## INSTRUCTIONS TO FOLLOW
Rewrite the records below as a Markdown table with the columns "Row" and "Record line," one row per line, skipping blank lines and leaving out the pictures.

* * *

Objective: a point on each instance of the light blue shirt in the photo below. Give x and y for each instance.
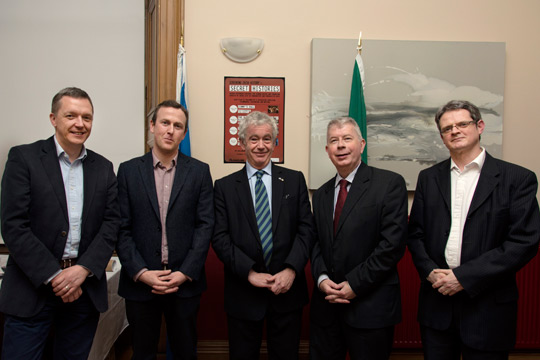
(266, 178)
(72, 174)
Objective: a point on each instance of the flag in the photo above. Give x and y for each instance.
(181, 93)
(357, 106)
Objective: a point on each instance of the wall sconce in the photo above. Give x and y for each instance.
(242, 49)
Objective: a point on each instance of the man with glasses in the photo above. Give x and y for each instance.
(474, 223)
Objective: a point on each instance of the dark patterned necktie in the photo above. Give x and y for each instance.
(264, 217)
(342, 195)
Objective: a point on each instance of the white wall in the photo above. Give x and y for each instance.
(288, 27)
(96, 45)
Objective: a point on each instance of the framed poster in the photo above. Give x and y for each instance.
(244, 95)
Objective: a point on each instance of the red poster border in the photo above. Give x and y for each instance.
(233, 153)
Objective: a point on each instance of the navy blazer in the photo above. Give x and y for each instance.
(368, 244)
(189, 224)
(500, 236)
(35, 225)
(237, 243)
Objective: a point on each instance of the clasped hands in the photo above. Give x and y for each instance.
(341, 293)
(445, 281)
(278, 284)
(67, 284)
(163, 282)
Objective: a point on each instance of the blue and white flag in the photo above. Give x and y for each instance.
(181, 93)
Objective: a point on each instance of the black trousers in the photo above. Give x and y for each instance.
(332, 342)
(180, 317)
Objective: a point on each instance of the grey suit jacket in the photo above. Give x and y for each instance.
(35, 225)
(501, 235)
(368, 244)
(237, 243)
(189, 224)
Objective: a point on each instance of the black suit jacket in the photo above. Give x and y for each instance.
(369, 242)
(189, 224)
(500, 236)
(237, 243)
(35, 225)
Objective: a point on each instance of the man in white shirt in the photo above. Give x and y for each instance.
(474, 223)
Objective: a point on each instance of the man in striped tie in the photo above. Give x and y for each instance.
(263, 235)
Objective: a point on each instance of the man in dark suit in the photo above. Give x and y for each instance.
(166, 202)
(361, 222)
(263, 235)
(474, 223)
(60, 221)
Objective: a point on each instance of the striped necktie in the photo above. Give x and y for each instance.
(264, 218)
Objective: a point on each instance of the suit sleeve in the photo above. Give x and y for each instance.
(30, 254)
(132, 261)
(416, 238)
(99, 252)
(231, 255)
(393, 229)
(204, 225)
(303, 240)
(520, 243)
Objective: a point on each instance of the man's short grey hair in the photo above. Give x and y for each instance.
(256, 118)
(342, 121)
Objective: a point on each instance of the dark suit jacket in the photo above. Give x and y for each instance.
(189, 224)
(237, 243)
(35, 225)
(369, 242)
(500, 236)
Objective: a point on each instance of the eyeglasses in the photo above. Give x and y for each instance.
(461, 125)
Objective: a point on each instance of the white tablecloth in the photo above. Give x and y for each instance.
(111, 323)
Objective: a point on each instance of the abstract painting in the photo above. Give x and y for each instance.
(406, 82)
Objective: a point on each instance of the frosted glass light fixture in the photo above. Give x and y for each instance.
(242, 49)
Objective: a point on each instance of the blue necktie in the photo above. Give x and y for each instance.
(264, 218)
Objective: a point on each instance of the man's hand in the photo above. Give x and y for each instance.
(282, 281)
(68, 283)
(340, 293)
(260, 279)
(435, 275)
(173, 280)
(153, 278)
(447, 282)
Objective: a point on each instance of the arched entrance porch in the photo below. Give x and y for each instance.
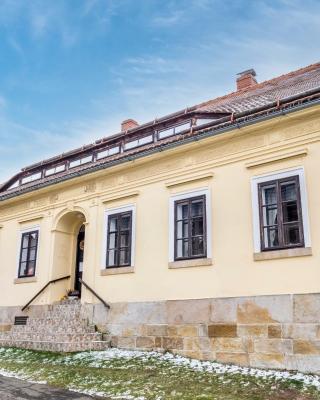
(68, 252)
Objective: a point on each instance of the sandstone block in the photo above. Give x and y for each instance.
(233, 358)
(222, 330)
(126, 342)
(224, 310)
(306, 308)
(197, 344)
(260, 360)
(274, 331)
(171, 343)
(310, 347)
(188, 311)
(250, 330)
(264, 309)
(183, 330)
(273, 346)
(145, 342)
(229, 345)
(301, 331)
(155, 330)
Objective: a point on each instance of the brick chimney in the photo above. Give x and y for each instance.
(128, 124)
(246, 79)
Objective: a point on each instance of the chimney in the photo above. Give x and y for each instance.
(128, 124)
(246, 79)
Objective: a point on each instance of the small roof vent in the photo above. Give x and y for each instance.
(128, 124)
(246, 79)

* * *

## THE RESPONSE
| Row | Record line |
|---|---|
| 1 | Objective: a point on each instance of the light blue shirt in the photo below. Give x and y for each instance. |
| 2 | (266, 178) |
| 3 | (72, 174) |
| 4 | Objective: a point on each instance of the flag in the photo above. Give x and y for each instance. |
| 5 | (181, 93) |
| 6 | (357, 106) |
| 7 | Objective: a point on each instance of the wall sconce in the photo above. Give x and y for each instance. |
| 8 | (242, 49) |
| 9 | Objective: a point on each instance of the man with glasses in the photo above. Give x and y for each instance. |
| 10 | (474, 223) |
| 11 | Objective: a point on each instance of the dark patterned necktie in the photo above. Give x and y for each instance. |
| 12 | (264, 217) |
| 13 | (342, 195) |
| 14 | Objective: a point on each instance of the white wall in the photo above. Give x and y for each instance. |
| 15 | (288, 27) |
| 16 | (96, 45) |
| 17 | Objective: a point on each instance of the framed poster in the photo above. Give x and y for each instance. |
| 18 | (244, 95) |
| 19 | Objective: a point on each instance of the red poster border in the photo above. Give x and y for each instance. |
| 20 | (233, 153) |
| 21 | Objective: a point on each instance of the navy blazer in the photo above. Give x and y for each instance. |
| 22 | (368, 244) |
| 23 | (189, 224) |
| 24 | (500, 236) |
| 25 | (35, 225) |
| 26 | (237, 243) |
| 27 | Objective: a point on each instance of the clasped hands in the photo above. Give x and y for each instance. |
| 28 | (341, 293) |
| 29 | (445, 281) |
| 30 | (278, 284) |
| 31 | (67, 284) |
| 32 | (163, 282) |
| 33 | Objective: a point on each instance of the blue and white flag in the photo above. Give x and y for each instance. |
| 34 | (181, 93) |
| 35 | Objective: a point on each instance of the black trousers in the photo above. Give x and y for each instance. |
| 36 | (332, 342) |
| 37 | (180, 317) |
| 38 | Objective: a point on each instance of the grey suit jacket in the photo above. Give x and y for each instance. |
| 39 | (35, 225) |
| 40 | (501, 235) |
| 41 | (368, 244) |
| 42 | (237, 243) |
| 43 | (189, 224) |
| 44 | Objective: a point on each instance of the black suit jacket in the photo above. Give x and y for each instance. |
| 45 | (369, 242) |
| 46 | (189, 224) |
| 47 | (500, 236) |
| 48 | (237, 243) |
| 49 | (35, 225) |
| 50 | Objective: a point on each instance of the man in white shirt in the photo above. Give x and y for each instance. |
| 51 | (474, 223) |
| 52 | Objective: a point on each instance of the man in striped tie in the photo above. Give x and y for each instance. |
| 53 | (263, 235) |
| 54 | Objective: a point on each instance of the man in dark suit in the photo above. Give x and y for each instance. |
| 55 | (166, 202) |
| 56 | (361, 222) |
| 57 | (263, 235) |
| 58 | (474, 223) |
| 59 | (60, 221) |
| 60 | Objective: a point on each instance of the striped necktie in the photo above. Give x and y for each instance. |
| 61 | (264, 218) |
| 62 | Objective: a point on each instance of the suit sleeve in the photo above. Give x and y for each instance. |
| 63 | (30, 254) |
| 64 | (132, 261) |
| 65 | (416, 238) |
| 66 | (99, 252) |
| 67 | (231, 255) |
| 68 | (393, 229) |
| 69 | (204, 225) |
| 70 | (303, 240) |
| 71 | (520, 243) |
| 72 | Objective: a point on each instance of the man's short grey hair in the photo above. Give x and y for each instance. |
| 73 | (256, 118) |
| 74 | (342, 121) |
| 75 | Objective: a point on each instance of the dark suit jacket in the photo above. Give x and y for each instance. |
| 76 | (189, 224) |
| 77 | (237, 243) |
| 78 | (35, 225) |
| 79 | (369, 242) |
| 80 | (500, 236) |
| 81 | Objective: a point on each instance of the eyeglasses in the photo above. Give x and y for each instance. |
| 82 | (461, 125) |
| 83 | Objective: a point on each instance of the white tablecloth in the photo above. Give x and y for each instance. |
| 84 | (111, 323) |
| 85 | Objective: a point on each instance of the abstract painting in the photo above. Give x and y for each instance. |
| 86 | (406, 82) |
| 87 | Objective: a point on each instance of the frosted glass light fixture in the photo above. Give x and y for each instance. |
| 88 | (242, 49) |
| 89 | Objective: a point on each instance of the blue necktie in the photo above. Give x and y for each instance. |
| 90 | (264, 218) |
| 91 | Objective: a point on each instance of the man's hand in the photo above. Give x and y for each instance. |
| 92 | (282, 281) |
| 93 | (68, 283) |
| 94 | (340, 293) |
| 95 | (260, 279) |
| 96 | (435, 275) |
| 97 | (173, 280) |
| 98 | (153, 278) |
| 99 | (447, 282) |
| 100 | Objective: a point on each instance of the arched entrance porch in the photo below. Give x and y for each instance. |
| 101 | (68, 252) |
| 102 | Objective: a point on each instance of the sandstone block in the photo above. Give x and y for each instance. |
| 103 | (233, 358) |
| 104 | (222, 330) |
| 105 | (126, 342) |
| 106 | (224, 310) |
| 107 | (306, 308) |
| 108 | (197, 344) |
| 109 | (260, 360) |
| 110 | (274, 331) |
| 111 | (171, 343) |
| 112 | (310, 347) |
| 113 | (188, 311) |
| 114 | (250, 330) |
| 115 | (264, 309) |
| 116 | (183, 330) |
| 117 | (273, 346) |
| 118 | (145, 342) |
| 119 | (229, 345) |
| 120 | (301, 331) |
| 121 | (155, 330) |
| 122 | Objective: a point on each instance of the brick chimney in the photo above. Give x and y for each instance. |
| 123 | (128, 124) |
| 124 | (246, 79) |
| 125 | Objective: a point on each instance of the chimney in the photo above. Give x and y for each instance. |
| 126 | (128, 124) |
| 127 | (246, 79) |
| 128 | Objective: a point on each instance of the small roof vent in the photo above. Give x and y for each instance. |
| 129 | (128, 124) |
| 130 | (246, 79) |